**Your goal**
Every line of the data below should be repeated exactly, and no picture should be copied.

──────── Records to use

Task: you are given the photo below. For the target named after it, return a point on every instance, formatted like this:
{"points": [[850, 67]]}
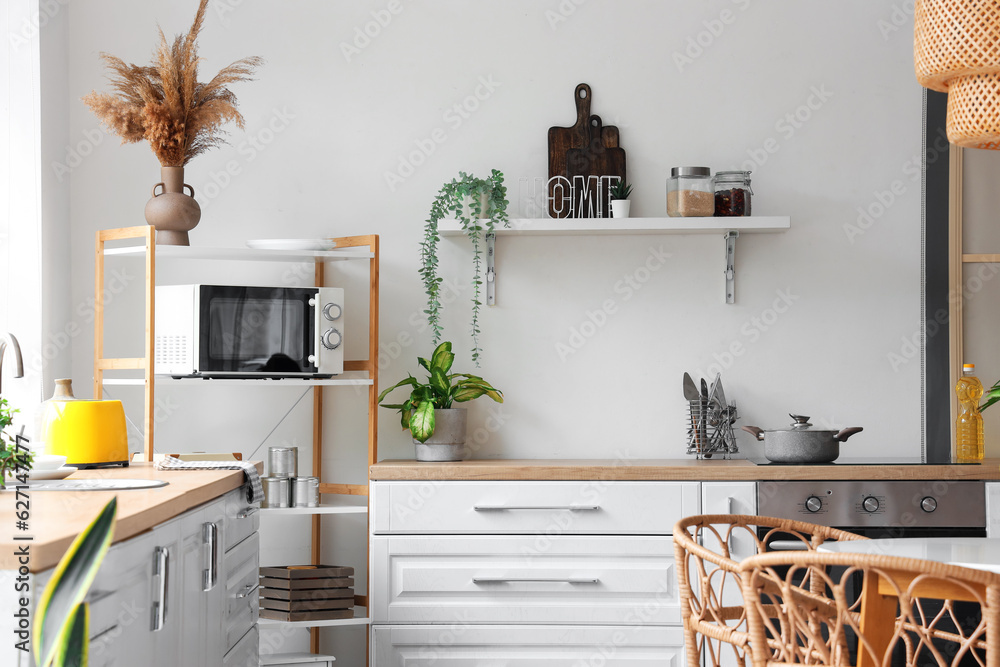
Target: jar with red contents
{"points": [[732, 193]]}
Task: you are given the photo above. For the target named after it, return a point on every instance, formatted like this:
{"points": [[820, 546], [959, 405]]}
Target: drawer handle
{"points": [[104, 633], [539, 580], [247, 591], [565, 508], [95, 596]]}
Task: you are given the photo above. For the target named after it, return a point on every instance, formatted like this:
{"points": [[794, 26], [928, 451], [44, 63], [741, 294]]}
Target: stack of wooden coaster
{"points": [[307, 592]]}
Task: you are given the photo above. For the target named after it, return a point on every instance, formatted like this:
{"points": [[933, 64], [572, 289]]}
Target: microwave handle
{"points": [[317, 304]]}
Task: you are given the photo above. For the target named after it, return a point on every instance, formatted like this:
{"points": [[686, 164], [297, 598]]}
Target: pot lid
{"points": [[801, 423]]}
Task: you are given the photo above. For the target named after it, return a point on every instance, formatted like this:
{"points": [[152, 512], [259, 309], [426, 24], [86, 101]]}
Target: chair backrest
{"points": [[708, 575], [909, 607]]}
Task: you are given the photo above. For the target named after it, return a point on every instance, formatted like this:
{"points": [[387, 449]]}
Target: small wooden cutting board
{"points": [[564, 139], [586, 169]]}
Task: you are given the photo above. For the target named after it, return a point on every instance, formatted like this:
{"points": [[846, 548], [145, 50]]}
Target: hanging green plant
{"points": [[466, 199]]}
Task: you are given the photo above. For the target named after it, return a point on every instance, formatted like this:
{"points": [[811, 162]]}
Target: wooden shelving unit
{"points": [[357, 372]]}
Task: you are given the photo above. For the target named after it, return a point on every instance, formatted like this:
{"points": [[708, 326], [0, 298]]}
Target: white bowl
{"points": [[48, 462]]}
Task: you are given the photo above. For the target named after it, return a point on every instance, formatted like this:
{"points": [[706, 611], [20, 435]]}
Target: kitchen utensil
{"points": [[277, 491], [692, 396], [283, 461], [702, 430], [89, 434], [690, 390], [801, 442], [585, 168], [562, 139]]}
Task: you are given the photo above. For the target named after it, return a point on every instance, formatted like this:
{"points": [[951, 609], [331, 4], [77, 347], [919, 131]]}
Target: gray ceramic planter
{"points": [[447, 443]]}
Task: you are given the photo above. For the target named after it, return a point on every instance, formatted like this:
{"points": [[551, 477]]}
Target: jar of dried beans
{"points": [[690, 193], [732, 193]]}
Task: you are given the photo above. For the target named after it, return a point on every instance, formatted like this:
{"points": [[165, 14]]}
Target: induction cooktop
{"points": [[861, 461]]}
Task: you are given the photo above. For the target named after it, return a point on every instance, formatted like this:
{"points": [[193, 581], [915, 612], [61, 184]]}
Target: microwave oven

────────────────

**Task solution**
Task: you are given the photo below. For the target named after it, return a point on every instance, formatted like this:
{"points": [[850, 67]]}
Target: jar with red contents
{"points": [[732, 193]]}
Task: you are given the photo above. For the target named after it, return a point on every instance, formatted like this:
{"points": [[820, 546], [959, 405]]}
Target: drawer handle
{"points": [[104, 633], [539, 580], [247, 591], [565, 508], [95, 596]]}
Task: you are given the photo above. For the target named after it, return a point on every instance, formatted like this:
{"points": [[794, 26], [928, 451], [44, 63], [741, 294]]}
Target: stack of wooden coaster
{"points": [[307, 592]]}
Task: you are given the photo above. For the target named after it, return a point on every instance, formatted like this:
{"points": [[933, 64], [572, 289]]}
Target: microwave handle
{"points": [[317, 304]]}
Task: you are given the photo above. For the target named after it, return a point on every instance, formatted like this:
{"points": [[686, 164], [297, 598]]}
Target: pot lid
{"points": [[801, 423]]}
Task: you are given the photo above. For the target named after it, return a point on every instance, formatted like this:
{"points": [[152, 512], [259, 309], [426, 24], [86, 101]]}
Target: chair backrest
{"points": [[708, 575], [909, 607]]}
Task: you are given the photo above. For the target named after it, return a point on every instance, formatted like this:
{"points": [[387, 449]]}
Target: small wooden cutting board
{"points": [[564, 139], [586, 169]]}
Task: you are given the photo above. For the target named after it, return a point on every instance, formatted like this:
{"points": [[846, 548], [145, 50]]}
Target: hanging green plant
{"points": [[466, 199]]}
Task: you are given the photo above. For the target named after it, return a point on every instance, formatted like this:
{"points": [[811, 162]]}
Target: wooden shelving unit
{"points": [[357, 372]]}
Task: you are given the photo above. For the target named after it, return a point on every instance, formatted like this:
{"points": [[708, 326], [0, 298]]}
Target: white bowl
{"points": [[48, 462]]}
Task: you are given the photo above. For the target named after it, return a point on every instance, formatted like this:
{"points": [[706, 611], [20, 435]]}
Target: kitchen utensil
{"points": [[277, 491], [692, 396], [283, 461], [702, 430], [89, 434], [690, 390], [801, 442], [585, 168], [562, 139]]}
Task: you are given the photo above. For the target named after it, return a point on every instance, formatted like this:
{"points": [[951, 609], [331, 4], [77, 347], [919, 131]]}
Target: gray ceramic planter
{"points": [[447, 443]]}
Task: you are given the photo above. For the target named after it, return a point on every instance, formatted like this:
{"points": [[551, 477]]}
Target: jar of dried beans
{"points": [[690, 193], [732, 193]]}
Task: you are given the photo above. For the target named after it, return a point on every instance, formatted like this:
{"points": [[165, 14]]}
Target: induction cooktop
{"points": [[861, 461]]}
Task: you are given the photo above. For the target named after it, return a point on every instance, formatted like this:
{"points": [[193, 581], [915, 612], [61, 184]]}
Target: microwave oven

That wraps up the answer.